## PAGE EXCERPT:
Start of Block
Dr E: [00:28:13] And it’s like he can not miss something that he doesn’t know, and when he’s old enough, –I’ve said this repeatedly, actually, in the podcast– when he’s old enough to understand the effect that certain foods have on him. We’ll let him try it. Listen, you want to try Coke? Go ahead. Try it and see how you feel with it. You want to try eating some birthday cake, try it and see how you feel afterwards. But we’re not going to start exposing him to all these things before he’s even aware of or being able to put two and two together. And you should see a lot of the times we even have trouble deciding whether we want to leave him with family members because we don’t know if they’re going to feed him stuff behind our backs. And we know that they don’t do it because they want to be mean. But we really don’t know if somebody is there just sabotaging them, wanting to be overly nice. And I think this is a big problem in our society.
End of Block
## DATA FOR REVIEW:
Start of Block
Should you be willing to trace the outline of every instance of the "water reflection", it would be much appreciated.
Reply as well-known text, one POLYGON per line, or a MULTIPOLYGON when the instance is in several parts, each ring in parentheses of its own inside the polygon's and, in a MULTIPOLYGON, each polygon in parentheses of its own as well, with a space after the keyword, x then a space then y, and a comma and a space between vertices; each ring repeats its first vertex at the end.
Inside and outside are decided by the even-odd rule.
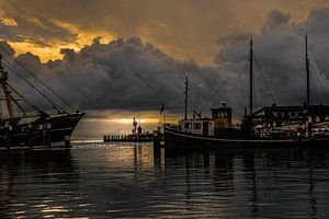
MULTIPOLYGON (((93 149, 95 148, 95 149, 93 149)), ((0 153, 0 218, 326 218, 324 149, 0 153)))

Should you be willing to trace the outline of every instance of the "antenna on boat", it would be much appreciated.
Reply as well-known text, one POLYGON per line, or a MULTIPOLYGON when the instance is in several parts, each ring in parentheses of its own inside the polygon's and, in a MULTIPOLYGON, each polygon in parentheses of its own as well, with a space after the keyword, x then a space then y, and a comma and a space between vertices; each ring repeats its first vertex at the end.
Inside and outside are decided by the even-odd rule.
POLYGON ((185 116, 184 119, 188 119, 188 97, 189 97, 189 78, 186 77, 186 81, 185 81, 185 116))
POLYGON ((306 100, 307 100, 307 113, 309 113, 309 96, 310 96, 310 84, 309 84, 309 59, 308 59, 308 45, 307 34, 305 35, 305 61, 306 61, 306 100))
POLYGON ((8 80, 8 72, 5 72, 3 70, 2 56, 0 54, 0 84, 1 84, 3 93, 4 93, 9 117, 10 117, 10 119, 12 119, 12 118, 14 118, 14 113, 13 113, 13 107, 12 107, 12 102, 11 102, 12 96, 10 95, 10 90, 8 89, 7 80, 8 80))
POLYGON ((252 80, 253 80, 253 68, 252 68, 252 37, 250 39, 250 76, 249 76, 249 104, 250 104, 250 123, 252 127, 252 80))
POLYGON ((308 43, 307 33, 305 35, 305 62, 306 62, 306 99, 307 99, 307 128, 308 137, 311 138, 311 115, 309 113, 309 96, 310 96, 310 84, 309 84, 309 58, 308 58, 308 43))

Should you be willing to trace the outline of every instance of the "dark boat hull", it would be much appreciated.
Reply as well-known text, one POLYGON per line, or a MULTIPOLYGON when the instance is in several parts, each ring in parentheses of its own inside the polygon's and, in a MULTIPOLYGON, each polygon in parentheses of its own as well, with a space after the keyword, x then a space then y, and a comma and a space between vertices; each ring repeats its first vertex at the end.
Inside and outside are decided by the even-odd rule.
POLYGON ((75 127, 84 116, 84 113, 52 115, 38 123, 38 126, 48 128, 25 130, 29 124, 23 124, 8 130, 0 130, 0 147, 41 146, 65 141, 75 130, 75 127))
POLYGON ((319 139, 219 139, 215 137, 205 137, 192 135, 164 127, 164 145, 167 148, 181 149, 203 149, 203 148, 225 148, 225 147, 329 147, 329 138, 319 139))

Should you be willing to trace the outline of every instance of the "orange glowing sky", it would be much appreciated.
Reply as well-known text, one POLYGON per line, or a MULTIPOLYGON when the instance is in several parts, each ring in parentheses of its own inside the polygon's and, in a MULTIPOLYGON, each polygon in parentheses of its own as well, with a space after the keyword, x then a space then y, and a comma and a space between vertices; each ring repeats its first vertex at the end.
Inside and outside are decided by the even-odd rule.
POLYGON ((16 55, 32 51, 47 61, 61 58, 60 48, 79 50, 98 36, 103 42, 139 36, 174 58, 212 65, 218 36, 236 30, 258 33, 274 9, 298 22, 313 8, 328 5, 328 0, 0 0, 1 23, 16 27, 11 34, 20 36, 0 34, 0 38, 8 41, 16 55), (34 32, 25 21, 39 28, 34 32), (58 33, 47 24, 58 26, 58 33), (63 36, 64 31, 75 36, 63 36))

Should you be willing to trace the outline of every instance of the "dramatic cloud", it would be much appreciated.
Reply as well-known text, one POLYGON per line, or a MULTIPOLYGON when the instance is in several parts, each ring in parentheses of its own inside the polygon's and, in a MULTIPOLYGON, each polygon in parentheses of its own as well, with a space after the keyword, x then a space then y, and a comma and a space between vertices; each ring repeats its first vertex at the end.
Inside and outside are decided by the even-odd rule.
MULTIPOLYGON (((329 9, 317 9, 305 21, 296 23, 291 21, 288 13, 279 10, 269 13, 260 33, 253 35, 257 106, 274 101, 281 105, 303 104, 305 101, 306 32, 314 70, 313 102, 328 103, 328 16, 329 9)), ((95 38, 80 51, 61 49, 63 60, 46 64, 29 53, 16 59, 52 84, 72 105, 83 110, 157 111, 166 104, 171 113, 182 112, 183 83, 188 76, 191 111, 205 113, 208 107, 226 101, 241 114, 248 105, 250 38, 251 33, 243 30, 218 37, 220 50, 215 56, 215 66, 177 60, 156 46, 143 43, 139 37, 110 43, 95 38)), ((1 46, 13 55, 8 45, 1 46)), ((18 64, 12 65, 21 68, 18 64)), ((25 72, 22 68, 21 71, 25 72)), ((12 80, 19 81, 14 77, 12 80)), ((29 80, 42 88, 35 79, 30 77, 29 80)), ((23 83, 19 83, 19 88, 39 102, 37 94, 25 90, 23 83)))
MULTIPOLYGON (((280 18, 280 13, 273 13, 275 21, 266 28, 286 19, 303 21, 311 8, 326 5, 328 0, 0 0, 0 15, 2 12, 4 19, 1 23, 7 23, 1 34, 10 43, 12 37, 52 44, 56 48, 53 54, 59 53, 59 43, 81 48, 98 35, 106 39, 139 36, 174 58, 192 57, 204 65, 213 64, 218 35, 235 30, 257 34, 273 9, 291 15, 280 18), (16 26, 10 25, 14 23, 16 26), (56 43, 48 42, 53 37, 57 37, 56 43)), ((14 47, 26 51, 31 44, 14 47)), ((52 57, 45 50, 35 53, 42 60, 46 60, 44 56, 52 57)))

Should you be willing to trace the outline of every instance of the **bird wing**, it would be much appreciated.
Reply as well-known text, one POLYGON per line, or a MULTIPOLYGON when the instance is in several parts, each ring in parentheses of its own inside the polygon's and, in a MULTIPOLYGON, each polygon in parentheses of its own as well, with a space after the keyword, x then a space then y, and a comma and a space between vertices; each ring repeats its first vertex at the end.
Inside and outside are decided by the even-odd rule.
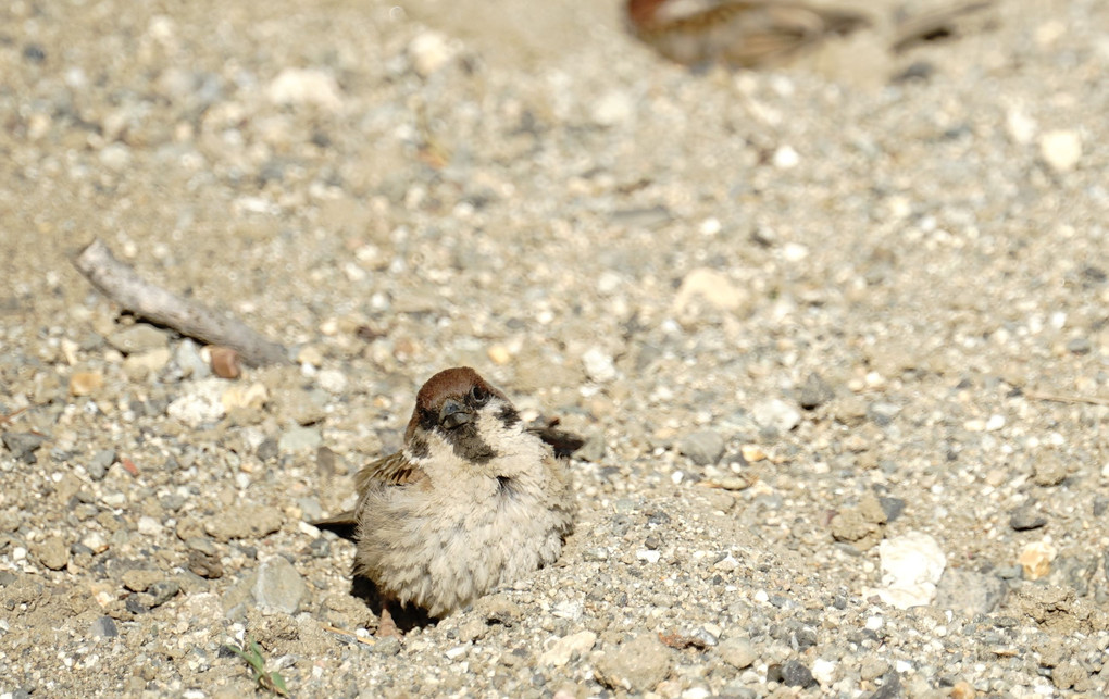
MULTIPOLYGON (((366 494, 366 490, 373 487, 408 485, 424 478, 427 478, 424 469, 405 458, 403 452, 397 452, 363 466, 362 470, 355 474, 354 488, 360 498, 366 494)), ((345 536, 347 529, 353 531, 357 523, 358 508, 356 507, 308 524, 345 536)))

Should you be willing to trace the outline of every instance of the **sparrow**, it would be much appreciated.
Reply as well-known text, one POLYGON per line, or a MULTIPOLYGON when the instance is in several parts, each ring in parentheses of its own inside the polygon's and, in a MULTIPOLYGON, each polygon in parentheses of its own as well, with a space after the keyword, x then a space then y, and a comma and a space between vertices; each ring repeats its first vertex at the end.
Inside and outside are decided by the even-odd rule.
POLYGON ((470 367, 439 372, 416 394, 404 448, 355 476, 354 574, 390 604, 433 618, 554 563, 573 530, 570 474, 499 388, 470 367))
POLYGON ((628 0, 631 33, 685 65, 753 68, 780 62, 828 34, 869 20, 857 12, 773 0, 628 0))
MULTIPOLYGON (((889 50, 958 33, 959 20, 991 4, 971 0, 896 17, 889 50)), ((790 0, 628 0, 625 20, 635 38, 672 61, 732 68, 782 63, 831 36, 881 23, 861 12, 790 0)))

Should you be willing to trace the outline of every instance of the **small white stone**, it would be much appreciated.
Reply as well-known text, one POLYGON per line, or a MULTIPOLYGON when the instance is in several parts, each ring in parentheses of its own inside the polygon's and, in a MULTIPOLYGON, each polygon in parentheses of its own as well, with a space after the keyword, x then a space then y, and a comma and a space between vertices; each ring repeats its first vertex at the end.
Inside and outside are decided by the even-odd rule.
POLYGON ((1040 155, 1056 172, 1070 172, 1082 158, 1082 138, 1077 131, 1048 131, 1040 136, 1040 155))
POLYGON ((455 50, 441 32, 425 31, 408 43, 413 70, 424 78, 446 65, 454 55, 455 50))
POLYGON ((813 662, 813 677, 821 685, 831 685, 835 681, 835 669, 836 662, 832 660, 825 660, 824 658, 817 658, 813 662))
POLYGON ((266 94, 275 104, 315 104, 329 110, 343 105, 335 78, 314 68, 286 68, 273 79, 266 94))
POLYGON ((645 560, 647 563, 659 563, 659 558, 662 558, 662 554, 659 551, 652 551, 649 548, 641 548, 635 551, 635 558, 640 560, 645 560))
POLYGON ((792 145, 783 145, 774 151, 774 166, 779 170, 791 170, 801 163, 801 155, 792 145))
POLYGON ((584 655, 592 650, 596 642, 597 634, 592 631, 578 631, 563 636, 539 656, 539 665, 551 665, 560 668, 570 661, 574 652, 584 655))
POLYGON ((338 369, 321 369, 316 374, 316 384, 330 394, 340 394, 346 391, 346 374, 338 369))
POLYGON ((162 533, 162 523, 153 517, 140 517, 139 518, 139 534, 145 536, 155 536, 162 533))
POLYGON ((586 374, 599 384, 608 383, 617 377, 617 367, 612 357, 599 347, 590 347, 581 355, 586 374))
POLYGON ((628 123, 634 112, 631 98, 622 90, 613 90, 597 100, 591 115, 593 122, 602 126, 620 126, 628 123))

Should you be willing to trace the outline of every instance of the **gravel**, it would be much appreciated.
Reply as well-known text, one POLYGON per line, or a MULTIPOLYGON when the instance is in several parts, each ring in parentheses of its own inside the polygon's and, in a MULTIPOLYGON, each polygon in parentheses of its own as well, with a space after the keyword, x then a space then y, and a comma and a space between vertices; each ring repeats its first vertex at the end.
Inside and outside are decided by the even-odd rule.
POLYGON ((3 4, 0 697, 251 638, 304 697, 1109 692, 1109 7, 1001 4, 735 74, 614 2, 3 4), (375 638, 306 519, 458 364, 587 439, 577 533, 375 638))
End of Block
## EXERCISE DESCRIPTION:
In the podcast transcript, what does the speaker say they sometimes have trouble deciding? The material has no connection to the podcast transcript.

## REPLY TO THE EXERCISE:
Whether they want to leave him with family members, because they don't know if those relatives will feed him things behind their backs.